Prompt:
What follows is a listing. Return every line of it exactly.

** Start of Supplied entries **

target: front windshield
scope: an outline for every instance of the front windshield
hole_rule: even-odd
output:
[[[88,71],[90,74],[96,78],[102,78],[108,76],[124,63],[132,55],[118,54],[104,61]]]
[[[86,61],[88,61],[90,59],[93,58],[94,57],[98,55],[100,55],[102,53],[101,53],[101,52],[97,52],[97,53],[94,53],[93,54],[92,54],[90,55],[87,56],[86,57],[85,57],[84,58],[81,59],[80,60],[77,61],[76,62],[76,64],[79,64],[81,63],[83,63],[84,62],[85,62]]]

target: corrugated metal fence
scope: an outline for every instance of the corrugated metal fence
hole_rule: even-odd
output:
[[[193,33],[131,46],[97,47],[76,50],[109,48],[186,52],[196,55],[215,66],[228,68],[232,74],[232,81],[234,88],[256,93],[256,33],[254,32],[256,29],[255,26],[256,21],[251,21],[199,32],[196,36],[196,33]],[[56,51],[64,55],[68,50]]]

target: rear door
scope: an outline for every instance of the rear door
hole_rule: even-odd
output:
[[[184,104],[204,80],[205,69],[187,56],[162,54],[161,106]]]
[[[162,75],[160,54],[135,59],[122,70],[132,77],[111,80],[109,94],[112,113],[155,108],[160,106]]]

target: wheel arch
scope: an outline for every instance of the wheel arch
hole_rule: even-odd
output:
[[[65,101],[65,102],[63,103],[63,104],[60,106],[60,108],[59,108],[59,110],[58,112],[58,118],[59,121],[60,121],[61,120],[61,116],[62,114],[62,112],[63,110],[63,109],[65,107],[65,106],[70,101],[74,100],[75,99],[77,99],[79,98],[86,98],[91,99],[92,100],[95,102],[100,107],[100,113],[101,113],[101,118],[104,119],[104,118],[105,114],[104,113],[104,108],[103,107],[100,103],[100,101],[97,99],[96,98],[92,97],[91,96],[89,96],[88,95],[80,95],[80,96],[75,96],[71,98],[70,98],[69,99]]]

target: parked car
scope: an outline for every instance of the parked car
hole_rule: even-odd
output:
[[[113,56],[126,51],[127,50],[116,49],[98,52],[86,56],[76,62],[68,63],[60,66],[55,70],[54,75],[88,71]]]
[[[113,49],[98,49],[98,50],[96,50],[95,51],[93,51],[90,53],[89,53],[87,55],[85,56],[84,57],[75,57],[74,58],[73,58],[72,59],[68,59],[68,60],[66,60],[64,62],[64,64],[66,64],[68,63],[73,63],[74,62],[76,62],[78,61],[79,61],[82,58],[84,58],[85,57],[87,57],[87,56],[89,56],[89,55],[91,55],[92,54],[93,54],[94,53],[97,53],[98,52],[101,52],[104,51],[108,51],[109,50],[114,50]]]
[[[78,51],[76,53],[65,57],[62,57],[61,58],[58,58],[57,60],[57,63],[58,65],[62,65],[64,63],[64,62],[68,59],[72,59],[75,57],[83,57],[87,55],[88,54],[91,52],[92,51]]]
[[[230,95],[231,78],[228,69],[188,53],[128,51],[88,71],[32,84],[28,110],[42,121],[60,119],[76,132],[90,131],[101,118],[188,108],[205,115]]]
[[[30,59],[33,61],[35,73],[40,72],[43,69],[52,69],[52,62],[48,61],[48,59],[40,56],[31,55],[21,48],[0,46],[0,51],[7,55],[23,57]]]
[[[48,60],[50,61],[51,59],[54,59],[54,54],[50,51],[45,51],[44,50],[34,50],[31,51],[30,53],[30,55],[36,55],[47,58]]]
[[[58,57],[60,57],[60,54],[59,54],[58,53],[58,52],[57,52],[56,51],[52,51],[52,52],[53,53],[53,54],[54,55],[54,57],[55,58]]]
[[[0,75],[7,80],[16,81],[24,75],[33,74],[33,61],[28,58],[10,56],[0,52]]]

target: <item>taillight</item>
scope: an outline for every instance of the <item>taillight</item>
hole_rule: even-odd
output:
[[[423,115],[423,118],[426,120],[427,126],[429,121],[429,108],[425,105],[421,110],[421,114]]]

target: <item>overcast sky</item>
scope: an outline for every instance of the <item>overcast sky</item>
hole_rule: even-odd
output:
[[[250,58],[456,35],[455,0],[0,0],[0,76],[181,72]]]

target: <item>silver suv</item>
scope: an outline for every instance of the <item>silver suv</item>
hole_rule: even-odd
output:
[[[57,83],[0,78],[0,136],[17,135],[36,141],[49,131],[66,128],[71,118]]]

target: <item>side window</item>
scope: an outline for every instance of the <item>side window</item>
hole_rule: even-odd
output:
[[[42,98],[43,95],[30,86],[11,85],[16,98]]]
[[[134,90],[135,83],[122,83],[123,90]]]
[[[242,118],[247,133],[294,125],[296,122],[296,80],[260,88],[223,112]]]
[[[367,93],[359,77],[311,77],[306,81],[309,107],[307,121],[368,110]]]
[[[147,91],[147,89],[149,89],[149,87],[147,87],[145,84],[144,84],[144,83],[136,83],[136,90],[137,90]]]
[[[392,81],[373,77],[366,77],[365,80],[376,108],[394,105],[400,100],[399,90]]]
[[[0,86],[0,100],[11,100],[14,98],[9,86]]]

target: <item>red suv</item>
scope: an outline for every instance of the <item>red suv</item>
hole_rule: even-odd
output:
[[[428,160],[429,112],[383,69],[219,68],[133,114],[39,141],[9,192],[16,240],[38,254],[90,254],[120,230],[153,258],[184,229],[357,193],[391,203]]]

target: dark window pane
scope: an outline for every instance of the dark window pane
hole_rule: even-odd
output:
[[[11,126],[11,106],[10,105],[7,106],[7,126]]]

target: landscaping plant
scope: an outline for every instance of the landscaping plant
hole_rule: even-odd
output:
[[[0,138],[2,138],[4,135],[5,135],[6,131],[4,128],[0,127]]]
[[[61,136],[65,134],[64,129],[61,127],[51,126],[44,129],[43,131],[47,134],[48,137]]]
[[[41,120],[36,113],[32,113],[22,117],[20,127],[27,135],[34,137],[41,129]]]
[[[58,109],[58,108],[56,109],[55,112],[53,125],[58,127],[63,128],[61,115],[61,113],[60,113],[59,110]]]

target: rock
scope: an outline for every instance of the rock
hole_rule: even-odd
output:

** End of Supplied entries **

Worked solution:
target: front windshield
scope: an outline for every instance of the front windshield
hole_rule: even-odd
output:
[[[88,71],[90,74],[96,78],[102,78],[108,76],[124,63],[132,55],[118,54],[104,61]]]
[[[86,61],[88,61],[90,59],[93,58],[94,57],[98,55],[100,55],[102,53],[101,53],[101,52],[97,52],[97,53],[94,53],[93,54],[92,54],[90,55],[87,56],[86,57],[85,57],[84,58],[81,59],[80,60],[77,61],[76,62],[76,64],[79,64],[81,63],[83,63],[84,62],[85,62]]]

target: corrugated metal fence
scope: an outline for every instance of the corrugated metal fence
hole_rule: even-odd
output:
[[[193,33],[131,46],[97,47],[76,50],[109,48],[186,52],[196,55],[215,66],[228,68],[232,74],[232,81],[234,88],[256,93],[256,33],[254,32],[256,29],[255,26],[256,21],[251,21],[199,32],[196,36],[196,33]],[[56,51],[64,55],[68,50]]]

target: rear door
scope: an outline for every instance of the rear door
hole_rule: even-odd
output:
[[[184,104],[204,80],[205,69],[187,56],[162,54],[161,106]]]
[[[162,75],[160,54],[135,59],[122,70],[132,77],[111,80],[109,94],[112,113],[155,108],[160,106]]]

target: wheel arch
scope: an outline for every instance of the wheel arch
hole_rule: even-odd
output:
[[[65,101],[65,102],[63,103],[63,104],[60,106],[60,108],[59,108],[59,110],[58,112],[58,118],[59,121],[60,121],[61,120],[61,116],[62,114],[62,112],[63,110],[63,109],[65,107],[65,106],[70,101],[74,100],[75,99],[77,99],[79,98],[86,98],[91,99],[92,100],[95,102],[100,107],[100,113],[101,113],[101,118],[104,119],[104,118],[105,114],[104,113],[104,108],[103,107],[100,103],[100,101],[97,99],[96,98],[92,97],[91,96],[89,96],[88,95],[80,95],[80,96],[75,96],[71,98],[70,98],[69,99]]]

target: parked car
scope: an outline for every instance of the parked car
hole_rule: even-odd
output:
[[[113,56],[126,51],[127,50],[116,49],[98,52],[86,56],[76,62],[68,63],[60,66],[55,70],[54,75],[88,71]]]
[[[113,49],[98,49],[98,50],[96,50],[95,51],[93,51],[90,53],[89,53],[87,55],[85,56],[84,57],[75,57],[74,58],[73,58],[72,59],[68,59],[68,60],[66,60],[64,62],[64,64],[66,64],[68,63],[73,63],[74,62],[76,62],[78,61],[79,61],[82,58],[84,58],[85,57],[87,57],[87,56],[89,56],[89,55],[91,55],[92,54],[93,54],[94,53],[97,53],[98,52],[101,52],[104,51],[108,51],[109,50],[114,50]]]
[[[78,51],[76,53],[65,57],[62,57],[61,58],[58,58],[57,60],[57,63],[58,65],[62,65],[64,63],[64,62],[68,59],[72,59],[75,57],[83,57],[87,55],[88,54],[91,52],[92,51]]]
[[[230,95],[231,78],[228,69],[188,53],[128,51],[88,71],[32,84],[28,110],[42,121],[60,119],[76,132],[90,131],[101,118],[188,108],[205,115]]]
[[[30,59],[33,61],[35,73],[40,72],[43,69],[52,69],[52,62],[48,61],[48,59],[40,56],[31,55],[21,48],[0,46],[0,51],[7,55],[23,57]]]
[[[48,60],[50,61],[51,59],[54,59],[54,54],[50,51],[45,51],[44,50],[34,50],[31,51],[30,53],[30,55],[36,55],[47,58]]]
[[[58,57],[60,57],[60,54],[59,54],[58,53],[58,52],[57,52],[56,51],[52,51],[52,52],[53,53],[53,54],[54,55],[54,57],[55,58]]]
[[[0,75],[7,80],[16,81],[24,75],[33,74],[33,61],[28,58],[10,56],[0,52]]]

target: <item>taillight</item>
scope: an outline for every instance of the <item>taillight</item>
hole_rule: even-odd
output:
[[[423,115],[423,118],[426,120],[427,126],[429,121],[429,108],[425,105],[421,110],[421,114]]]

target: <item>overcast sky</item>
scope: an outline for every instance of the <item>overcast sky</item>
hole_rule: even-odd
output:
[[[250,58],[456,35],[455,0],[0,0],[0,76],[181,72]]]

target: <item>silver suv</item>
scope: an outline for every instance of the <item>silver suv</item>
hole_rule: even-odd
output:
[[[57,83],[0,78],[0,136],[17,135],[36,141],[49,131],[66,128],[71,118]]]

target: <item>side window</item>
scope: an outline for every instance of the <item>side window</item>
hole_rule: even-odd
output:
[[[42,98],[43,95],[30,86],[11,85],[16,98]]]
[[[134,90],[135,83],[122,83],[123,90]]]
[[[242,118],[247,133],[294,125],[296,122],[296,80],[260,88],[223,112]]]
[[[367,93],[359,77],[311,77],[306,81],[309,107],[307,121],[368,110]]]
[[[147,91],[147,89],[149,89],[149,87],[147,87],[145,84],[144,84],[144,83],[136,83],[136,90],[137,90]]]
[[[392,81],[373,77],[366,77],[365,80],[376,108],[394,105],[400,100],[399,90]]]
[[[0,86],[0,100],[11,100],[14,98],[9,86]]]

target: <item>red suv</item>
scope: an outline for every instance of the <item>red suv</item>
hole_rule: even-odd
output:
[[[428,160],[429,112],[383,69],[219,68],[133,114],[39,141],[9,192],[16,240],[38,254],[90,254],[120,230],[153,258],[184,229],[357,193],[391,203]]]

target: dark window pane
scope: an outline for every instance of the dark window pane
hole_rule: even-odd
output:
[[[11,126],[11,106],[10,105],[7,106],[7,126]]]

target: landscaping plant
scope: an outline for every instance of the landscaping plant
hole_rule: even-odd
output:
[[[0,138],[2,138],[4,135],[5,135],[6,131],[4,128],[0,127]]]
[[[61,136],[65,134],[64,129],[61,127],[51,126],[44,129],[43,131],[47,134],[48,137]]]
[[[41,120],[36,113],[32,113],[22,117],[20,127],[27,135],[34,137],[41,129]]]
[[[58,109],[58,108],[56,109],[55,112],[53,125],[58,127],[63,128],[61,115],[61,113],[60,113],[59,110]]]

target: rock
scope: an outline for every instance of the rock
hole_rule: even-odd
output:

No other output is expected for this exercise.